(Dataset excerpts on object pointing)

------------------------------------------------

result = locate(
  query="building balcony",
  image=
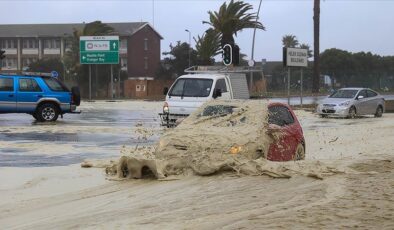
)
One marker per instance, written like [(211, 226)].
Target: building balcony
[(30, 51), (51, 51), (11, 51), (123, 50)]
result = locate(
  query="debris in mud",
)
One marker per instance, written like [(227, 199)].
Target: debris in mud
[(214, 139)]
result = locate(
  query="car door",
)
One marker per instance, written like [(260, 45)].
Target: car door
[(362, 103), (373, 101), (7, 95), (283, 132), (28, 95)]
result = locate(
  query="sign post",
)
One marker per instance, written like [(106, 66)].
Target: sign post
[(294, 57), (98, 50)]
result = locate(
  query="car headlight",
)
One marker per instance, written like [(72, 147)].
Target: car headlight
[(166, 109), (346, 103)]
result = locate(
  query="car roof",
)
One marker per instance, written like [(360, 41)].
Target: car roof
[(203, 76)]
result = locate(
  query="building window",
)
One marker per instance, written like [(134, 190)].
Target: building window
[(8, 44), (27, 61), (52, 44), (30, 44), (146, 63), (123, 43), (9, 63), (146, 44), (123, 62)]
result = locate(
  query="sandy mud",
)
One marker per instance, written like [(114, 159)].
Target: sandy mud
[(345, 182)]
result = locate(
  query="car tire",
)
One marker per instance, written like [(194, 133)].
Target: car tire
[(300, 152), (76, 94), (35, 116), (379, 111), (352, 112), (47, 112)]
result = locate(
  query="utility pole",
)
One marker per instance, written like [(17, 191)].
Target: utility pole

------------------------------------------------

• TO BE DONE: The entries above are to be returned exactly, without their pictures.

• RESPONSE TO THIS TASK:
result = locate(
  query="building balcony",
  image=
)
One marker per instance, written like [(211, 226)].
Target: building balcony
[(30, 51), (51, 51), (11, 51), (123, 50)]
result = locate(
  query="debris in mud",
)
One marker per instance, written like [(227, 199)].
Target: debris in mud
[(214, 139)]
result = locate(
  query="car door",
)
One marker per instance, written like [(260, 45)].
Target: car door
[(362, 103), (373, 101), (7, 95), (283, 132), (28, 95)]
result = locate(
  query="sign post",
)
One marker per instance, written like [(106, 66)].
Target: sign post
[(294, 57), (98, 50)]
result = locate(
  query="car headlight",
)
One marker per instance, written like [(72, 147)].
Target: car headlight
[(166, 109), (346, 103)]
result = locate(
  query="car roof",
)
One marker per instance, written like [(360, 41)].
Target: car roof
[(203, 76)]
result = locate(
  query="building window",
)
One marker per instance, written like [(134, 190)].
Target: building window
[(8, 44), (27, 61), (52, 44), (30, 44), (146, 63), (123, 43), (9, 63), (146, 44), (123, 62)]
result = locate(
  query="sandy mud",
)
One marker per instance, written like [(114, 159)].
Target: sandy mud
[(345, 182)]
result = locate(
  query="car tire",
)
One marker per instance, written like [(194, 133)].
Target: car tire
[(300, 152), (76, 94), (35, 116), (379, 111), (352, 112), (47, 112)]
result = locate(
  query="utility pole",
)
One marker per instance, written like [(17, 191)].
Target: utility pole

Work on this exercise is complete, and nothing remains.